BEGIN Entries supplied

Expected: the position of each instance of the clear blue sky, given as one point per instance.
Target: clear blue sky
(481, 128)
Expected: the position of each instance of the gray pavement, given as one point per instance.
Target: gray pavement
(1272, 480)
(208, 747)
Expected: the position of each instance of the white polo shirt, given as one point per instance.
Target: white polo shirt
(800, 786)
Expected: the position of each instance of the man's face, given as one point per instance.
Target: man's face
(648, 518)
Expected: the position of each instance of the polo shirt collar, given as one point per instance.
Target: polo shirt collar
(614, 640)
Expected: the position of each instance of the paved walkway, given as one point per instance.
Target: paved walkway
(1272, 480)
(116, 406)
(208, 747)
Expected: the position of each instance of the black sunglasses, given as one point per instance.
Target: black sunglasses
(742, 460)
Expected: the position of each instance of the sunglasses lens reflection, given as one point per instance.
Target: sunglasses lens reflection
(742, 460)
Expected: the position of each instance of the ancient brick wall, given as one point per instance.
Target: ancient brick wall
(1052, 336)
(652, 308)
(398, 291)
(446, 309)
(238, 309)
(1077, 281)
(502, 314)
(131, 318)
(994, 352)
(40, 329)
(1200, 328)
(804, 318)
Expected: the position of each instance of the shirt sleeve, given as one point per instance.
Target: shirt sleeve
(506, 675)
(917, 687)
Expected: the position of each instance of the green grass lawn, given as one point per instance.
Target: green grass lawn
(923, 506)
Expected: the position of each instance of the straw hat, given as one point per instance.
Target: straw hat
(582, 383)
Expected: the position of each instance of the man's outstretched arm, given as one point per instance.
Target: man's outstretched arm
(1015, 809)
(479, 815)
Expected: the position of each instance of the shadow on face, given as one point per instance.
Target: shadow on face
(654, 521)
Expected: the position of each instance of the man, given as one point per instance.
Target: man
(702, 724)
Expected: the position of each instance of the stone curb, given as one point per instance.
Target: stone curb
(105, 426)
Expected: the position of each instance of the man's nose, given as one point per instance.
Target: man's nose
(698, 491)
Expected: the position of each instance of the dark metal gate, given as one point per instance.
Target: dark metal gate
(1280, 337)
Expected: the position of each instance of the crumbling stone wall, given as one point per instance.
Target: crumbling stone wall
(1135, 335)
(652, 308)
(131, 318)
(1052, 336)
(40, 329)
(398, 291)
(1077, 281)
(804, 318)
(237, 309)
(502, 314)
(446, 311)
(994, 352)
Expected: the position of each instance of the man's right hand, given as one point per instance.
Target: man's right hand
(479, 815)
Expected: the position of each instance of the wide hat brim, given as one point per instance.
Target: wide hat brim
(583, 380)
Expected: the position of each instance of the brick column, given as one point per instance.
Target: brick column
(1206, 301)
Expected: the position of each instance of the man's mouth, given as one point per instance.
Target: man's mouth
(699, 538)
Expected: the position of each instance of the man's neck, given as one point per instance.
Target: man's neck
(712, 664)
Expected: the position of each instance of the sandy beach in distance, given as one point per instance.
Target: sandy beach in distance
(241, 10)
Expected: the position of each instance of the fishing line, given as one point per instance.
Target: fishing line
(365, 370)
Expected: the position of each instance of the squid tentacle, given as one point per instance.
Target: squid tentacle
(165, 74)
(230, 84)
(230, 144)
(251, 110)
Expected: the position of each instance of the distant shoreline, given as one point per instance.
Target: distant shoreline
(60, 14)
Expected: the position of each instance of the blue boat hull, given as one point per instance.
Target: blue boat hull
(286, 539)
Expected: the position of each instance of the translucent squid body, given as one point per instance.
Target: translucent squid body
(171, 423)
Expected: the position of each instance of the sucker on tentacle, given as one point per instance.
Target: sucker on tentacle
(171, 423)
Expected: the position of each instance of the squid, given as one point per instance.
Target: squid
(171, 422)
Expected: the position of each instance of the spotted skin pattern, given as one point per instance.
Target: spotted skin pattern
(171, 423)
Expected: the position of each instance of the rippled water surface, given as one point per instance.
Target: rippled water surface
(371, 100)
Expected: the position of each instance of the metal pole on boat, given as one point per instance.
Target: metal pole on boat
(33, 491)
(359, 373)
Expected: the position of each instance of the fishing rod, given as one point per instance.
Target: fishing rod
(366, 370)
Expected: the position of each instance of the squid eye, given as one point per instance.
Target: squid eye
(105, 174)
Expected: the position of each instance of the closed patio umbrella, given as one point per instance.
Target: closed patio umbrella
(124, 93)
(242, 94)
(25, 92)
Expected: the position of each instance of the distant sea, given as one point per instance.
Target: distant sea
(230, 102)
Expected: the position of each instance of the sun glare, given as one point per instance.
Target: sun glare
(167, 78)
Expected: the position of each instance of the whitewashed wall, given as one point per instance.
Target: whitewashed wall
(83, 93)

END Entries supplied

# What needs to be done:
From the line that contains "Target: metal pole on boat" down to the last line above, print each line exactly as it appears.

# Your solution:
Target: metal pole on boat
(33, 491)
(359, 373)
Expected: the position of each instance of the fishing rod, given as one point per instance.
Target: fishing rod
(366, 370)
Expected: the position of each instance of the squid eye, given as one point per instance.
Target: squid eye
(105, 174)
Expected: the position of each instance of the closed patio umbrella, given as one point per instance.
Target: closed patio umbrella
(124, 93)
(242, 94)
(25, 92)
Expected: the position of each instance of the distant sea, given as one point per instance.
Target: distant sea
(230, 102)
Expected: the position of each instance of the sun glare, given as one point per instance.
Target: sun glare
(167, 78)
Expected: the position of each instance of the whitewashed wall, given as one point per instance.
Target: whitewashed wall
(83, 93)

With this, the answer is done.